• _Work request_
Return the line containing "Please point out the desk" and every line after it through the end of the entries below, with no other lines.

---------- Provided entries

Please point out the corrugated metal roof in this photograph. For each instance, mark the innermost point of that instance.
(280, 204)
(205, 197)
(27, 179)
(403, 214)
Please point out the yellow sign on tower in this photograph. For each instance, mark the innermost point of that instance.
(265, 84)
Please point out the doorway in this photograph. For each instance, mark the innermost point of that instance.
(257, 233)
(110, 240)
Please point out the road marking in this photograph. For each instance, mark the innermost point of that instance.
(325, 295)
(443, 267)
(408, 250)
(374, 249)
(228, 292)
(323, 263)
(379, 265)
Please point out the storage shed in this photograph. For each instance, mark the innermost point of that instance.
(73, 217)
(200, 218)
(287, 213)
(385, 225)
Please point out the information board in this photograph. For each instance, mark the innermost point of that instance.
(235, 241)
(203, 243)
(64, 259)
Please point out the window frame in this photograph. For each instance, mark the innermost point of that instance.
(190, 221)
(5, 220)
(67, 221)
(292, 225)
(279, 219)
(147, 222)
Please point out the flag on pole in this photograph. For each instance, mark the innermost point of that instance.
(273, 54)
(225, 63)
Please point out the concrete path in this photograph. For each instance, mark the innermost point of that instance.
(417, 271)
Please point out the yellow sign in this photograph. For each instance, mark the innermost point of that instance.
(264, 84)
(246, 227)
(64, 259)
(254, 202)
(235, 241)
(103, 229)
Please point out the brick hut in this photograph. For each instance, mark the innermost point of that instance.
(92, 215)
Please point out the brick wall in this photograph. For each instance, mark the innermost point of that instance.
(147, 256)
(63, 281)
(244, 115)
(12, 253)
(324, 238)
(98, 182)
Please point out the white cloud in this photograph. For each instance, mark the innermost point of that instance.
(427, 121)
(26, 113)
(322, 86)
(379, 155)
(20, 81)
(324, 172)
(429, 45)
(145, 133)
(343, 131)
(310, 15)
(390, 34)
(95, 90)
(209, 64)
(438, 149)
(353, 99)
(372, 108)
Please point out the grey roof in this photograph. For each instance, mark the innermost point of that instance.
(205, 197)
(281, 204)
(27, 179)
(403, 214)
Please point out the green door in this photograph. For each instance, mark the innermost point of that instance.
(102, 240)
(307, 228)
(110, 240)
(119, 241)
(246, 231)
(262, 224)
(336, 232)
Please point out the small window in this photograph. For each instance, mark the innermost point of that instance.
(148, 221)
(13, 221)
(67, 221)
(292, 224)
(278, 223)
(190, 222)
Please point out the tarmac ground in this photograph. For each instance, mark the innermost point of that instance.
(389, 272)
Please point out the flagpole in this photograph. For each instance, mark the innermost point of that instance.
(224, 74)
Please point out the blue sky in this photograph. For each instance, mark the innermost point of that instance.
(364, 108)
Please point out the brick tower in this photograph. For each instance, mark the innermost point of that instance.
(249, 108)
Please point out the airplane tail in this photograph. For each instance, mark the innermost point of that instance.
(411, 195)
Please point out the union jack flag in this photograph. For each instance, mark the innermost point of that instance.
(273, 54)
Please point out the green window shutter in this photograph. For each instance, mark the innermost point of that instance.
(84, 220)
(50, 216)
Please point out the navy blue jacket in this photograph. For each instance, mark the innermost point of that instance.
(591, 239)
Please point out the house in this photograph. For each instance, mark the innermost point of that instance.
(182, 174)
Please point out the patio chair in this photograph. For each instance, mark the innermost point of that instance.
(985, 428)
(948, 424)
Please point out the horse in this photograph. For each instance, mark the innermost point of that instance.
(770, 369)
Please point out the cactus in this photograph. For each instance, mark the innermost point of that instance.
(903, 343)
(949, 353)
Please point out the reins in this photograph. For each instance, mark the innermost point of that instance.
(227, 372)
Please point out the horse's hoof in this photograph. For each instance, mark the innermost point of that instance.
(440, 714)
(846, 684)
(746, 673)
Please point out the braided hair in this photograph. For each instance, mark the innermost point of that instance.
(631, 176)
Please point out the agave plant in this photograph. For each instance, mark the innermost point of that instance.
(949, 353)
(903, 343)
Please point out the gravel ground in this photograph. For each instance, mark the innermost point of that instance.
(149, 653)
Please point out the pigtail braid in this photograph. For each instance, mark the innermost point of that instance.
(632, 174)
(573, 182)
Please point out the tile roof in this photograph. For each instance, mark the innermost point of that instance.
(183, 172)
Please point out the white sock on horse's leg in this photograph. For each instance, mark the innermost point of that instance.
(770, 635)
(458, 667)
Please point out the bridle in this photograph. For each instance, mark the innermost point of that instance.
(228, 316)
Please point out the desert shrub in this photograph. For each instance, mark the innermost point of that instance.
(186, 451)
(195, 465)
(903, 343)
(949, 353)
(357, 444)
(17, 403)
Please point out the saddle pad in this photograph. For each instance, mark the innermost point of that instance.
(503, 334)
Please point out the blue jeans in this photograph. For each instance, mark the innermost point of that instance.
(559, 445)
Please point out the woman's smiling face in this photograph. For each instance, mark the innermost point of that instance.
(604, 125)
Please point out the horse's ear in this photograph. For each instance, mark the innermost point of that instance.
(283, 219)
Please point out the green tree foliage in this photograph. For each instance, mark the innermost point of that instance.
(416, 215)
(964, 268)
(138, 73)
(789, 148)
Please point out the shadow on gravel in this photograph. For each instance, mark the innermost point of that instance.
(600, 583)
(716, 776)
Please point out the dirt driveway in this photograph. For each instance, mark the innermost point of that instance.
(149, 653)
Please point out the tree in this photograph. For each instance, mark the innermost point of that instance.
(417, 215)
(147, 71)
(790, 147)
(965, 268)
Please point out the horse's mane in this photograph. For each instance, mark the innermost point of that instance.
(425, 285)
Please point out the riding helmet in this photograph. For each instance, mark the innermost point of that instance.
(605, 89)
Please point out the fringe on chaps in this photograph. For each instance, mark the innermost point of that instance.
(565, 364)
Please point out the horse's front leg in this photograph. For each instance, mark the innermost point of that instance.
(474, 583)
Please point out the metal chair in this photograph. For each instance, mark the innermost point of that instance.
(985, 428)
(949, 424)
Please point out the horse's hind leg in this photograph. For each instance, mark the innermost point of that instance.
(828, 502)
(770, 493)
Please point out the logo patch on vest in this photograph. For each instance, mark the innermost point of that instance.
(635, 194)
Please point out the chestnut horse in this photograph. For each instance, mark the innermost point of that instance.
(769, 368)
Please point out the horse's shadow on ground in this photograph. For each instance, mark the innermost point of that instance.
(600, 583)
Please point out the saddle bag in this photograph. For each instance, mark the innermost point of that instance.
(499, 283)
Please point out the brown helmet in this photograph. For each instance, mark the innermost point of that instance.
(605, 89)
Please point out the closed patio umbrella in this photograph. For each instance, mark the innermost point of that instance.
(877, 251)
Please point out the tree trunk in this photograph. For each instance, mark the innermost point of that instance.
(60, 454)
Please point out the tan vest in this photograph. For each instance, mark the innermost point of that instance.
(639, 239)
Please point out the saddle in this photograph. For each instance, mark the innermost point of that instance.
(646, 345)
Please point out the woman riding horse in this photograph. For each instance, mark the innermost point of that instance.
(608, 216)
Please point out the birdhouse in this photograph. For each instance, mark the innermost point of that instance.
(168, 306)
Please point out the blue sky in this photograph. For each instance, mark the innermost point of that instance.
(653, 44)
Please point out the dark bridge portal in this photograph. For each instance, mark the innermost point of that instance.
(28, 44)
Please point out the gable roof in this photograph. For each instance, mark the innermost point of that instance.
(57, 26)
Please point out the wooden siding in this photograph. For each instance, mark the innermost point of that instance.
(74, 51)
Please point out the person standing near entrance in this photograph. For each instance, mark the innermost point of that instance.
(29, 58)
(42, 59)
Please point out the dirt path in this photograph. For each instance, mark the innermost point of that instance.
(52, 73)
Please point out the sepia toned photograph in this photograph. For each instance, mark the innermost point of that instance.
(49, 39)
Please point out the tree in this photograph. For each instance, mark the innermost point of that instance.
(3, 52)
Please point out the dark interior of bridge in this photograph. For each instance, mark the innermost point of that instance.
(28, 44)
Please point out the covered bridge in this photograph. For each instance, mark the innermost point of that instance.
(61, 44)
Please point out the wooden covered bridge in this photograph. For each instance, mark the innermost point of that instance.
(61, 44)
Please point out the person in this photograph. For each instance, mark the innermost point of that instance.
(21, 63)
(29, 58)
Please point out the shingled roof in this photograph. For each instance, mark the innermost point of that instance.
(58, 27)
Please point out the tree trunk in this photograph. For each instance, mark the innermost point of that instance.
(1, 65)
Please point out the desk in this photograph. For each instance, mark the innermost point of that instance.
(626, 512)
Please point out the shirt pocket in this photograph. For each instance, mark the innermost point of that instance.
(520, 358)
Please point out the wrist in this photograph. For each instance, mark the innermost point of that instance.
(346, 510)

--------------------

• _Exercise output_
Please point out the desk in this photograph. For each instance, mark the innermost point of that instance.
(626, 512)
Please point out the shirt pocket in this photograph. For each instance, mark the innermost point of that instance.
(520, 358)
Please point out the wrist in this photograph. For each instance, mark the innermost point of that instance.
(346, 510)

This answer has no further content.